→ Tasks to complete:
1) In the passage on the term "people of color," list the advantages the writer says they have because of their skin color, as named in the sentence beginning "Given that I almost certainly".
2) From the passage on the term "people of color," extract the stretch from "So here it is: With" through "here on out.".

→ Passage given:
>>>>
And as such, it seems rather silly if I let an arbitrary descriptive term -- especially one which my white male ass really doesn't have any right to complain about -- interfere with my appreciation of a really fantastic author. So I'm going to let go of it. Fine. "People of color" it is.

Given that I almost certainly make more money for the same work, have an easier time getting loans and housing, and reap all sorts of other hidden benefits just because of the color of my skin, it's rather unbecoming of me to be bothered by a term that sort of implicitly says my skin has no color, even though everybody knows what we mean and I suffer absolutely no discrimination or repercussions as a result of the use of that term.

So here it is: With that hopelessly white over-privileged rant out of my system, I now pronounce that I am officially down with the term "person of color" from here on out.

Edit: My wife points out that perhaps some of the reason why I tend to take the term more literally than I ought is because my job involves working in the same building with a bunch of color scientists. (In fact, it was a 3-day crash course in color science where I encountered the trick with the projector) I suppose it's not that surprising that I might read too deeply into an obvious metaphor in that context... heh... Silly me.
<<<<
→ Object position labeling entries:
>>>>
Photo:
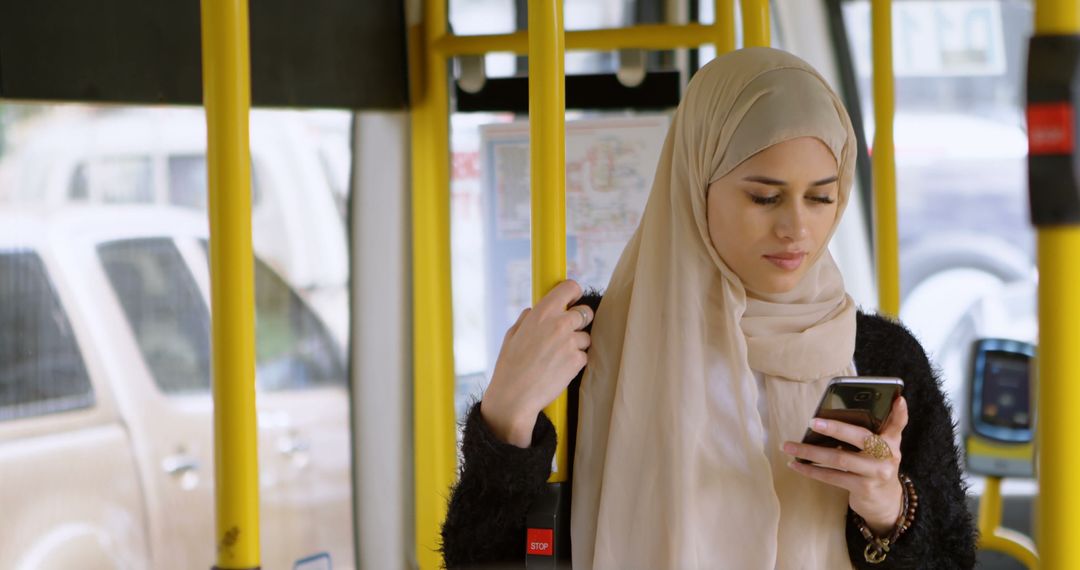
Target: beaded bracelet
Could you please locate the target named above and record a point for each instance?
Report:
(878, 547)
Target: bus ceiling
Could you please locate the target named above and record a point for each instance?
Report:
(345, 54)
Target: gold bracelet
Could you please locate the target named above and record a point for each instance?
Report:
(877, 547)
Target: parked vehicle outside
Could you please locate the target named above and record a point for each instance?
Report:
(106, 416)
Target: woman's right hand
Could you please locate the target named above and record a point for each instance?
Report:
(540, 356)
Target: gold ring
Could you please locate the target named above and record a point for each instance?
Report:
(876, 447)
(584, 316)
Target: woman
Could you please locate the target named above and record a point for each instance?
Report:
(723, 323)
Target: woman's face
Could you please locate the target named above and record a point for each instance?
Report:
(772, 214)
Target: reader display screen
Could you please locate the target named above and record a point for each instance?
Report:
(1006, 391)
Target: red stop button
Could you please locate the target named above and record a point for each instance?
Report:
(540, 542)
(1050, 129)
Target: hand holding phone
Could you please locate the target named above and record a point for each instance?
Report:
(858, 399)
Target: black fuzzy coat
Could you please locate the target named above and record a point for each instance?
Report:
(498, 482)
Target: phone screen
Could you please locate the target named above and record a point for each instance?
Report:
(864, 402)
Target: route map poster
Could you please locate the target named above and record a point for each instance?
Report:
(609, 168)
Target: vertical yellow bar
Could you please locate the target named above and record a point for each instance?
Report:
(756, 28)
(887, 240)
(548, 174)
(1058, 368)
(433, 421)
(725, 26)
(227, 98)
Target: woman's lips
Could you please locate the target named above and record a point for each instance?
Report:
(786, 261)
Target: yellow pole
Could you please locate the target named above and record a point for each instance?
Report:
(644, 37)
(1058, 369)
(991, 537)
(887, 240)
(227, 98)
(725, 26)
(1057, 365)
(548, 174)
(433, 421)
(755, 23)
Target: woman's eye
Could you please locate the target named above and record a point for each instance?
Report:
(765, 201)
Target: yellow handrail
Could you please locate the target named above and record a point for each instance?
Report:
(227, 98)
(1058, 366)
(886, 236)
(756, 28)
(991, 537)
(548, 175)
(1058, 369)
(725, 32)
(434, 444)
(645, 37)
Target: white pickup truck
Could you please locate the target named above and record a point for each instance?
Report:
(106, 425)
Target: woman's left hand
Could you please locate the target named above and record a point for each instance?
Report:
(873, 484)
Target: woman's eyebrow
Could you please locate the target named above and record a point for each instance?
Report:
(773, 181)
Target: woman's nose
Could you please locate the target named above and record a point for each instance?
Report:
(792, 224)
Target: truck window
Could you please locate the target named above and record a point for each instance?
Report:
(164, 309)
(293, 348)
(41, 369)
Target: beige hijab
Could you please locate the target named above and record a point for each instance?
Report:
(671, 471)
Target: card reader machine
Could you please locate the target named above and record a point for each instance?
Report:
(999, 438)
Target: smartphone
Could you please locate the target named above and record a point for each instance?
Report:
(864, 401)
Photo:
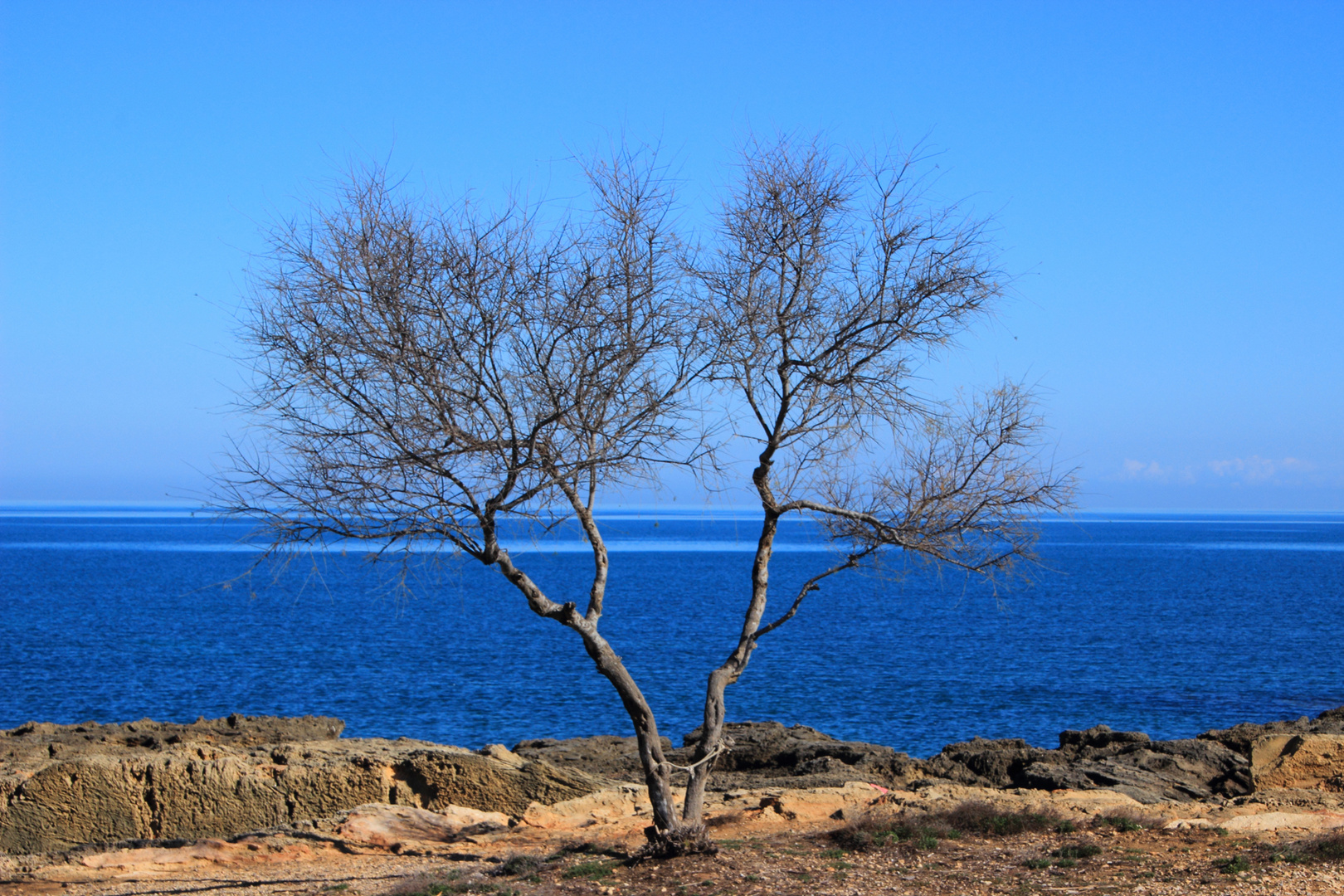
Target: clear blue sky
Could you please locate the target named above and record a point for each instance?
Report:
(1168, 180)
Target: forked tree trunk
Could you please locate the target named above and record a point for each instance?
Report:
(711, 733)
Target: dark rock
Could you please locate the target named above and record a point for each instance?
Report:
(990, 763)
(762, 754)
(1099, 738)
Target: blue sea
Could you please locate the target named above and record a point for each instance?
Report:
(1164, 624)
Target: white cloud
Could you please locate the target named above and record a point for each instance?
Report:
(1255, 469)
(1152, 470)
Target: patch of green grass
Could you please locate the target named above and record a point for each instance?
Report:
(592, 869)
(979, 817)
(518, 864)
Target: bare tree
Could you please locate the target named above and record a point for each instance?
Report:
(425, 373)
(827, 285)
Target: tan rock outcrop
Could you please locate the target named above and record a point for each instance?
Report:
(383, 825)
(61, 787)
(1313, 762)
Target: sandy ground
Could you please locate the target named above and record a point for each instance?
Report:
(771, 843)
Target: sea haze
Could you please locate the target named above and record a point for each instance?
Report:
(1161, 624)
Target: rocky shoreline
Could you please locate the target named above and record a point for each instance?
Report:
(62, 786)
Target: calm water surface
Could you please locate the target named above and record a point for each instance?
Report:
(1163, 624)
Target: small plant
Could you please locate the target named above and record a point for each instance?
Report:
(592, 869)
(1129, 821)
(979, 817)
(516, 864)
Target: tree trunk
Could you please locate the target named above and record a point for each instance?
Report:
(711, 731)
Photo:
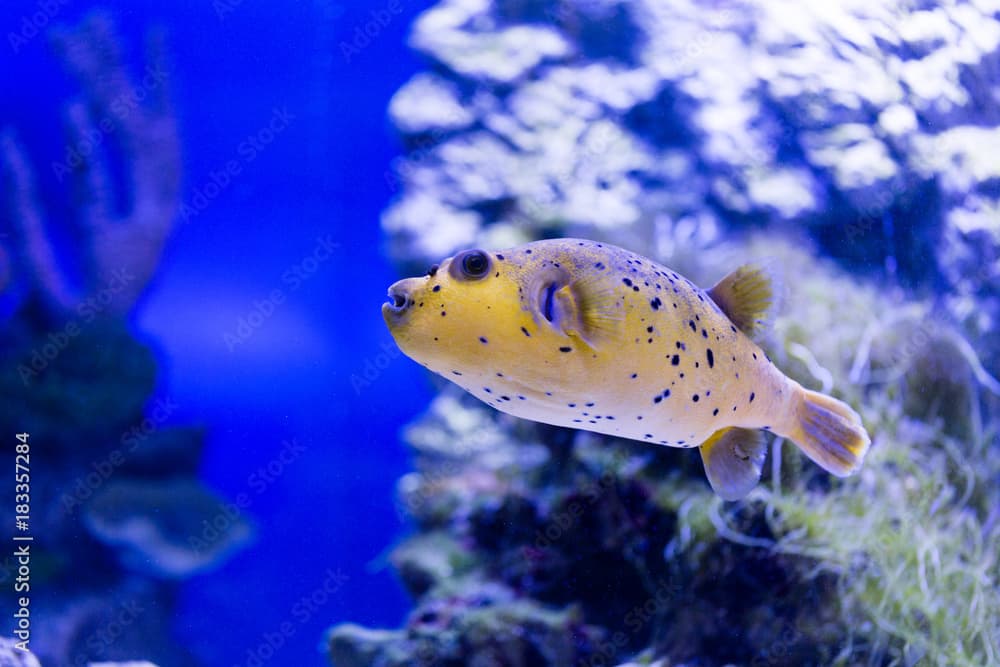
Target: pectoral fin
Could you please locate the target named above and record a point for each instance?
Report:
(734, 458)
(594, 312)
(747, 297)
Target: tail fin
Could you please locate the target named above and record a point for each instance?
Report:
(830, 433)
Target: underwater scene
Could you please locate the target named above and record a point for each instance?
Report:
(500, 333)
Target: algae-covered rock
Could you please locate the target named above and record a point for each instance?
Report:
(849, 148)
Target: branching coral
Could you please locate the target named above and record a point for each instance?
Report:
(121, 223)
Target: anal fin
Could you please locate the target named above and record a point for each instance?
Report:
(734, 458)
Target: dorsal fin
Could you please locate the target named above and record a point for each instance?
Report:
(747, 297)
(733, 459)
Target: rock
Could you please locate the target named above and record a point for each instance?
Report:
(170, 528)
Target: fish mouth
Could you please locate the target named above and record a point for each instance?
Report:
(399, 300)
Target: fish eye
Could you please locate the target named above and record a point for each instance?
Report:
(474, 264)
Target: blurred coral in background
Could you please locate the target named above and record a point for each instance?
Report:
(118, 513)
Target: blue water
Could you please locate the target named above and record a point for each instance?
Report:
(326, 510)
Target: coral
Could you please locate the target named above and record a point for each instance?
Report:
(629, 540)
(705, 137)
(870, 124)
(157, 527)
(117, 496)
(121, 224)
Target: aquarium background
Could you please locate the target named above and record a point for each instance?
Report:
(297, 158)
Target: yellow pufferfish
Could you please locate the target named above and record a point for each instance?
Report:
(590, 336)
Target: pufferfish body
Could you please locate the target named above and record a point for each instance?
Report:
(590, 336)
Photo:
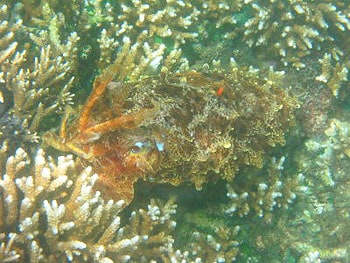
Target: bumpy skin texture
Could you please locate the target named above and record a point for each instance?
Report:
(178, 127)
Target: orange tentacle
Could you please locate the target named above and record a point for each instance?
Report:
(100, 85)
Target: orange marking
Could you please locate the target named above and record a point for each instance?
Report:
(220, 91)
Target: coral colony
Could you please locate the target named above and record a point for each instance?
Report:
(174, 131)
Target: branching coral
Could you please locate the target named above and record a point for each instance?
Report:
(295, 29)
(38, 89)
(261, 194)
(50, 212)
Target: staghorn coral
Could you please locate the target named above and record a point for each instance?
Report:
(295, 30)
(50, 213)
(262, 193)
(39, 85)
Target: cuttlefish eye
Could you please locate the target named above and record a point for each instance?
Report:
(139, 147)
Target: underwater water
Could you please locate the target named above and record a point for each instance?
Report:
(174, 131)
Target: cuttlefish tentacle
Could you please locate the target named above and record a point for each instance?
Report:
(128, 121)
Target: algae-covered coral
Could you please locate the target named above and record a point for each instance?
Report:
(287, 203)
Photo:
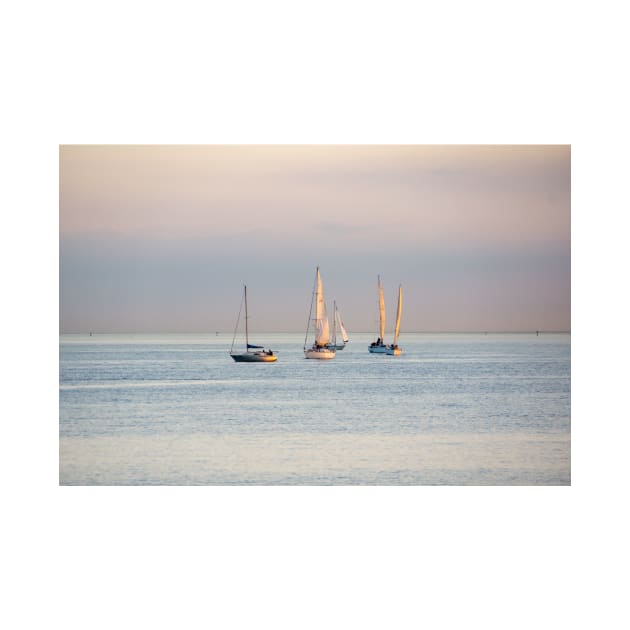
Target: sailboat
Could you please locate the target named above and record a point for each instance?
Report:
(253, 353)
(379, 346)
(394, 349)
(338, 325)
(321, 325)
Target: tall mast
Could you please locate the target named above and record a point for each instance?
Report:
(398, 314)
(310, 312)
(381, 310)
(246, 333)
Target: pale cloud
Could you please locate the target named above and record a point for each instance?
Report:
(480, 236)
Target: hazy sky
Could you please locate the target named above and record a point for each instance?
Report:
(161, 238)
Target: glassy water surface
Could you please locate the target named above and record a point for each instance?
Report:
(453, 409)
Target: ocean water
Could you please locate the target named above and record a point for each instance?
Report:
(454, 409)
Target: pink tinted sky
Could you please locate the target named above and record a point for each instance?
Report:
(161, 237)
<<<<
→ Worked answers:
1)
- more money for the same work
- an easier time getting loans and housing
- all sorts of other hidden benefits

2)
So here it is: With that hopelessly white over-privileged rant out of my system, I now pronounce that I am officially down with the term "person of color" from here on out.